** TASK PROMPT **
Copy the lines below word for word, leaving out the pictures.

** SUPPLIED MATERIAL **
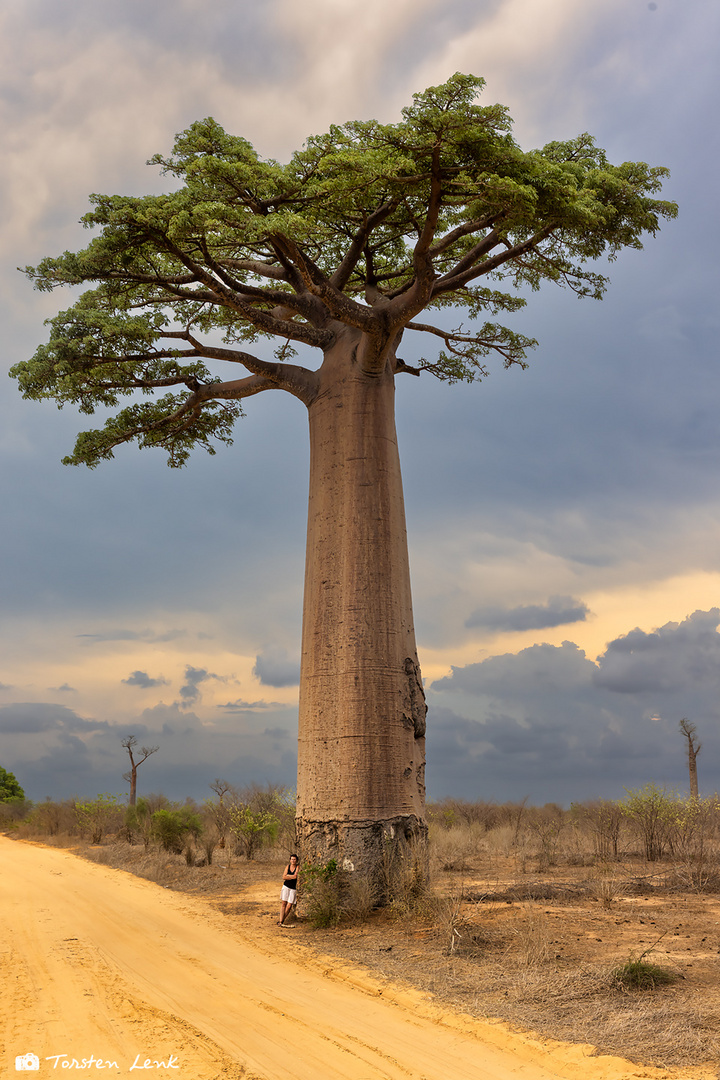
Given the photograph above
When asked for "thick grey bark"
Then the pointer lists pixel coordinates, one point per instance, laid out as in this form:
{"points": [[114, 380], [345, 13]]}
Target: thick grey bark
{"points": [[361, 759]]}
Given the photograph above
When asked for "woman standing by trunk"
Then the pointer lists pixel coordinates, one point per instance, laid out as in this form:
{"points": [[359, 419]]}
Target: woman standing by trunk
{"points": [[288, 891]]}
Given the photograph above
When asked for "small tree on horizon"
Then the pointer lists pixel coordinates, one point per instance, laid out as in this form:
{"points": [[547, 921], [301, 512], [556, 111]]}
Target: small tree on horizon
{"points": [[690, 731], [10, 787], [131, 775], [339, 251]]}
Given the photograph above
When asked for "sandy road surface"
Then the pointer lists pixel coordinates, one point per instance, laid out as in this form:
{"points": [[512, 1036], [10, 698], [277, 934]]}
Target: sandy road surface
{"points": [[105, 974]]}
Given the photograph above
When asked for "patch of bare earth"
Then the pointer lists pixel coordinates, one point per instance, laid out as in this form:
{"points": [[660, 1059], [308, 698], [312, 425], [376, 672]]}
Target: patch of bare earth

** RESPONSE TO THE TASK **
Given the photograph above
When asked for "thick grey bark"
Then the pointer lists pixel coordinates, one point per instance, laid out as in this form:
{"points": [[114, 380], [345, 13]]}
Target: thick grey bark
{"points": [[361, 759]]}
Given the photograph above
When asked for "woman standing by trunk"
Then the pointer lists pixel coordinates, one point per instance, laid out as in this form:
{"points": [[359, 419]]}
Target: woman standing by trunk
{"points": [[288, 891]]}
Given the photograph above
When asked for "small tree on horizon"
Then the pointer lists pixel coordinates, one point per instance, laid out as in this form:
{"points": [[547, 921], [301, 512], [556, 111]]}
Target: small tree on horizon
{"points": [[690, 731], [10, 787], [131, 775], [339, 251]]}
Given the photograph above
When asked for "sandy road surface"
Then the pointer lists pixel coordinates, one point per instance, laid out as in this form:
{"points": [[512, 1036], [10, 698], [277, 934]]}
Target: sandy road surface
{"points": [[105, 974]]}
Given the photograph above
When asked for "patch of bare earth"
Then the pointer lists pixel coordinates, one point per instance, laid out as in this form:
{"points": [[660, 1059], [308, 698], [312, 425], [376, 672]]}
Target: patch of bare earth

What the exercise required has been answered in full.